Excerpted passage:
Living Memory — From Event Streams to Memories with NATS · Mnemo Series 4/5
For the first three weeks Mnemo only had what I typed in manually. A few notes, a few decisions, a few deployments. Then I noticed it — Vault's events, Foreman's PR reviews, they were already there. I was writing them down myself instead of catching them. That week, Mnemo started to live.
Fourth in the series. The first three covered Mnemo's "why," its "core architecture," and its "mind." Now we get to what makes it come alive: event streams.
Mnemo's dead feeling
When Phase 2 wrapped up, Mnemo was technically working — I'd hooked it into Claude over MCP, and remember, recall, stats all functioned. Everything was green. But after a week of using it, an uncomfortable feeling crept in.
There was very little inside Mnemo.
Because every single thing that needed remembering, I was writing in myself. I'd tell Claude, "I uploaded this file to Vault today, remember it." I'd say, "Foreman left this comment on a PR, jot it down." In other words, Mnemo felt like a manually-fed journal.
That was wrong. Because:
- That file was already in Vault, already producing events.
- Foreman was already commenting on PRs, already producing events.
- I wasn't the reporter of these events — I could be the observer.
So for Mnemo to become real memory, it had to listen to the events inside the system — not wait for me to type them in.
That was the motivation behind Phase 4: make Mnemo not chatty, but attentive.
The philosophy of being event-driven
"Event-driven architecture" is often presented as a complex engineering problem — Kafka, schema registries, the saga pattern, eventual consistency. All of that is true in places. But underneath them is a very simple idea:
"Separate the one doing the work from the one listening."
Vault uploads a file. While it's doing that, it may not care whether anyone notices. But still — let it say so. Let it publish. Who's listening doesn't concern it.

Material shown:
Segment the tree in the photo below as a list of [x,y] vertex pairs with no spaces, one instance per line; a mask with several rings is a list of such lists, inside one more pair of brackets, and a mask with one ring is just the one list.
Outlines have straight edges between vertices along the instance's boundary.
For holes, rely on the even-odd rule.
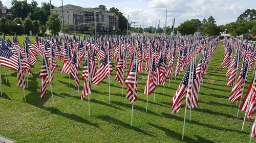
[[21,1],[12,0],[11,2],[12,7],[9,10],[12,13],[12,19],[15,17],[25,18],[29,13],[32,12],[31,7],[27,2],[27,0]]
[[60,31],[60,20],[58,18],[59,14],[53,13],[48,17],[48,20],[46,21],[47,27],[51,31],[51,34],[57,35]]
[[37,20],[33,20],[33,31],[32,33],[34,34],[38,34],[40,32],[40,21]]
[[180,24],[177,27],[177,31],[183,35],[194,34],[197,31],[200,31],[202,22],[198,19],[192,19]]
[[95,34],[95,28],[94,26],[91,26],[89,29],[90,34]]
[[208,36],[215,36],[220,34],[220,30],[216,24],[207,23],[205,25],[202,32]]
[[33,32],[33,26],[32,21],[29,17],[27,17],[23,21],[23,26],[24,27],[24,34],[29,35],[29,31]]
[[42,34],[45,34],[47,30],[47,27],[46,26],[46,25],[41,25],[40,26],[40,31],[41,31]]
[[123,32],[123,30],[127,28],[127,20],[125,17],[123,16],[123,13],[118,9],[114,7],[111,8],[109,12],[114,12],[118,16],[118,28]]
[[63,28],[63,25],[61,25],[61,29],[64,31],[64,32],[68,33],[69,29],[69,23],[64,23],[64,28]]
[[[23,20],[22,20],[22,18],[21,17],[16,17],[13,19],[13,22],[16,23],[16,25],[17,26],[17,28],[16,30],[16,34],[18,35],[22,35],[23,33],[23,30],[24,30],[24,27],[23,26]],[[18,25],[17,24],[19,24]]]
[[250,20],[256,20],[256,10],[247,9],[238,17],[237,22],[244,22]]
[[9,23],[5,17],[0,18],[0,33],[7,34],[9,32]]

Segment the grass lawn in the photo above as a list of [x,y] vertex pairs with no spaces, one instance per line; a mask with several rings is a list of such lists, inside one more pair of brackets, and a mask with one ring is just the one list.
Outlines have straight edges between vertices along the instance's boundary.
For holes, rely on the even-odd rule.
[[[30,38],[33,42],[34,38]],[[228,79],[225,74],[227,69],[220,66],[223,52],[221,42],[200,89],[199,107],[193,110],[191,122],[186,121],[183,140],[185,101],[180,112],[175,115],[170,112],[170,101],[184,72],[177,77],[176,83],[174,79],[172,80],[169,87],[167,82],[164,94],[163,86],[158,86],[155,102],[154,94],[150,96],[147,112],[146,96],[143,93],[147,73],[143,71],[142,83],[141,74],[138,75],[138,98],[134,105],[131,127],[132,105],[125,98],[126,86],[123,96],[121,84],[114,80],[115,70],[110,80],[111,103],[109,104],[106,79],[96,86],[95,90],[92,85],[89,117],[88,97],[83,101],[80,100],[83,85],[81,78],[82,66],[79,68],[79,95],[74,79],[71,77],[69,87],[68,74],[61,74],[57,69],[52,86],[56,107],[54,108],[49,85],[47,95],[40,99],[40,58],[31,68],[32,75],[28,77],[29,87],[25,90],[27,102],[24,102],[22,89],[17,87],[16,72],[9,72],[6,68],[6,82],[4,68],[1,67],[3,94],[0,96],[0,134],[16,139],[17,142],[248,142],[253,120],[246,121],[244,131],[241,131],[244,112],[240,111],[240,118],[237,118],[238,107],[228,100],[231,88],[226,88]],[[57,63],[62,66],[61,61],[58,60]],[[245,92],[252,79],[252,74],[251,72]],[[188,119],[188,110],[187,112]]]

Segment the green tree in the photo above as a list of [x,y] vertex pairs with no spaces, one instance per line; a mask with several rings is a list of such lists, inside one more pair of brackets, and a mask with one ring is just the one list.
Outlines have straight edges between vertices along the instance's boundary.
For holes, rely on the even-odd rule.
[[29,17],[27,17],[23,21],[23,26],[24,27],[24,34],[29,35],[29,31],[33,32],[33,26],[32,21]]
[[45,34],[47,30],[47,26],[46,25],[41,25],[41,26],[40,26],[40,31],[42,34]]
[[89,31],[90,34],[95,34],[95,28],[94,26],[91,26],[91,27],[90,27]]
[[0,18],[0,33],[7,34],[10,32],[9,29],[9,23],[5,17]]
[[[17,29],[16,30],[16,34],[21,35],[24,33],[24,27],[23,26],[23,20],[21,17],[16,17],[13,19],[13,22],[16,23]],[[17,25],[18,24],[18,25]]]
[[207,23],[205,25],[205,27],[203,29],[202,32],[203,34],[208,36],[214,36],[220,34],[220,30],[216,24]]
[[40,21],[37,20],[33,20],[33,31],[32,33],[34,34],[38,34],[40,32]]
[[60,31],[60,20],[58,18],[59,14],[53,13],[48,17],[46,21],[47,27],[51,31],[51,34],[56,35]]
[[12,13],[12,19],[15,17],[25,18],[29,13],[32,12],[32,8],[27,2],[27,0],[21,1],[12,0],[11,2],[12,7],[9,11]]
[[244,22],[250,20],[256,20],[256,10],[247,9],[238,17],[237,22]]
[[61,25],[61,29],[63,30],[65,33],[68,33],[69,29],[69,23],[64,23],[64,28],[63,27],[63,25]]
[[192,19],[180,24],[177,27],[177,31],[183,35],[194,34],[197,31],[200,31],[202,22],[198,19]]
[[127,19],[118,9],[112,7],[109,9],[109,12],[114,12],[118,16],[118,28],[121,29],[122,31],[123,31],[124,29],[127,28]]

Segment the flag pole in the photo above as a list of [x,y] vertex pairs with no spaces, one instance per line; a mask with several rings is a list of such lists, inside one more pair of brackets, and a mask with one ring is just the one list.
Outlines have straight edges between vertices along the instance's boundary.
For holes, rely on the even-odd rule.
[[137,70],[138,70],[137,67],[138,67],[138,60],[136,58],[136,62],[135,63],[135,82],[134,83],[134,86],[133,87],[133,105],[132,106],[132,116],[131,116],[131,127],[133,126],[133,107],[134,106],[134,94],[135,92],[135,85],[137,83]]
[[[248,60],[248,64],[249,65],[249,63],[250,63],[250,59],[249,58],[249,59]],[[242,67],[242,68],[243,68],[243,67]],[[245,74],[245,78],[246,78],[246,76],[248,76],[247,74],[248,74],[248,69],[249,69],[249,65],[247,66],[247,68],[246,69],[246,73]],[[245,82],[245,81],[244,81],[244,82]],[[239,105],[238,106],[238,114],[237,115],[237,118],[238,118],[238,116],[239,116],[239,107],[241,105],[241,102],[242,101],[242,98],[243,97],[243,93],[244,93],[244,88],[243,88],[243,90],[242,91],[242,95],[241,95],[241,97],[240,98],[240,101],[239,102]]]
[[[154,53],[153,54],[152,58],[154,58]],[[150,63],[151,63],[151,58],[150,57],[150,59],[149,59]],[[152,62],[151,62],[151,63],[151,63],[151,67],[150,68],[150,72],[151,72],[152,70],[153,61],[152,61]],[[148,76],[147,79],[148,79],[149,77],[150,77],[150,73],[148,73]],[[148,96],[149,95],[147,95],[147,99],[146,99],[146,112],[147,111],[147,103],[148,102]]]
[[[254,72],[253,72],[254,73]],[[242,125],[242,131],[243,131],[243,129],[244,129],[244,123],[245,122],[245,119],[246,118],[246,115],[247,115],[247,112],[248,112],[248,110],[249,109],[249,108],[248,108],[248,106],[250,104],[250,101],[251,101],[251,92],[252,91],[252,90],[253,90],[253,87],[254,87],[254,80],[255,80],[255,75],[254,76],[254,77],[253,77],[253,83],[252,83],[252,87],[251,88],[251,90],[250,91],[250,93],[249,93],[249,97],[248,97],[248,99],[249,99],[249,101],[247,103],[247,105],[246,105],[246,110],[245,111],[245,113],[244,114],[244,121],[243,122],[243,125]],[[242,98],[242,97],[241,97]],[[238,107],[239,108],[239,107]]]
[[109,49],[108,49],[108,66],[109,67],[109,104],[110,104],[110,50],[109,50]]
[[[194,69],[195,69],[195,64],[196,63],[197,61],[197,55],[196,54],[195,55],[195,57],[194,58],[194,60],[193,60],[193,62],[192,62],[193,63],[193,69],[192,69],[192,81],[191,81],[191,84],[190,84],[190,86],[191,87],[191,90],[190,90],[190,95],[192,95],[192,85],[193,84],[193,80],[194,80]],[[191,122],[191,115],[192,114],[192,107],[190,106],[190,111],[189,111],[189,122]]]
[[[182,131],[182,140],[183,140],[183,138],[184,138],[184,133],[185,133],[185,124],[186,123],[186,111],[187,111],[187,97],[188,96],[188,92],[189,92],[190,90],[189,90],[189,87],[190,87],[190,78],[191,78],[191,66],[192,66],[192,62],[190,62],[190,69],[189,69],[189,78],[188,78],[188,88],[187,89],[187,90],[188,90],[188,92],[187,93],[187,95],[186,96],[186,104],[185,104],[185,113],[184,113],[184,122],[183,122],[183,130]],[[191,108],[191,107],[190,107]]]
[[[45,41],[45,42],[46,42]],[[52,94],[52,102],[53,103],[53,107],[55,108],[55,103],[54,102],[54,98],[53,98],[53,94],[52,93],[52,81],[51,81],[51,77],[49,74],[48,63],[47,63],[47,60],[46,60],[46,56],[45,52],[44,53],[44,58],[45,58],[45,62],[46,62],[46,70],[47,71],[47,76],[48,76],[48,79],[50,79],[50,80],[49,80],[50,89],[51,90],[51,94]]]
[[[18,64],[19,64],[19,67],[20,68],[20,70],[22,70],[22,67],[20,66],[20,55],[19,54],[19,48],[18,48]],[[23,73],[24,74],[24,73]],[[24,74],[23,74],[24,75]],[[24,101],[25,101],[26,102],[26,96],[25,96],[25,90],[24,89],[24,88],[25,88],[24,87],[24,82],[25,82],[26,83],[26,81],[23,81],[23,78],[22,77],[22,88],[23,89],[23,95],[24,96]],[[2,88],[1,88],[1,95],[2,95]]]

Your objective: Reproduce the article about Mnemo and event streams word for word, from its title line to its last sentence. The entries have nothing to do with the article about Mnemo and event streams.

Result of the task:
Living Memory — From Event Streams to Memories with NATS · Mnemo Series 4/5
For the first three weeks Mnemo only had what I typed in manually. A few notes, a few decisions, a few deployments. Then I noticed it — Vault's events, Foreman's PR reviews, they were already there. I was writing them down myself instead of catching them. That week, Mnemo started to live.
Fourth in the series. The first three covered Mnemo's "why," its "core architecture," and its "mind." Now we get to what makes it come alive: event streams.
Mnemo's dead feeling
When Phase 2 wrapped up, Mnemo was technically working — I'd hooked it into Claude over MCP, and remember, recall, stats all functioned. Everything was green. But after a week of using it, an uncomfortable feeling crept in.
There was very little inside Mnemo.
Because every single thing that needed remembering, I was writing in myself. I'd tell Claude, "I uploaded this file to Vault today, remember it." I'd say, "Foreman left this comment on a PR, jot it down." In other words, Mnemo felt like a manually-fed journal.
That was wrong. Because:
- That file was already in Vault, already producing events.
- Foreman was already commenting on PRs, already producing events.
- I wasn't the reporter of these events — I could be the observer.
So for Mnemo to become real memory, it had to listen to the events inside the system — not wait for me to type them in.
That was the motivation behind Phase 4: make Mnemo not chatty, but attentive.
The philosophy of being event-driven
"Event-driven architecture" is often presented as a complex engineering problem — Kafka, schema registries, the saga pattern, eventual consistency. All of that is true in places. But underneath them is a very simple idea:
"Separate the one doing the work from the one listening."
Vault uploads a file. While it's doing that, it may not care whether anyone notices. But still — let it say so. Let it publish. Who's listening doesn't concern it.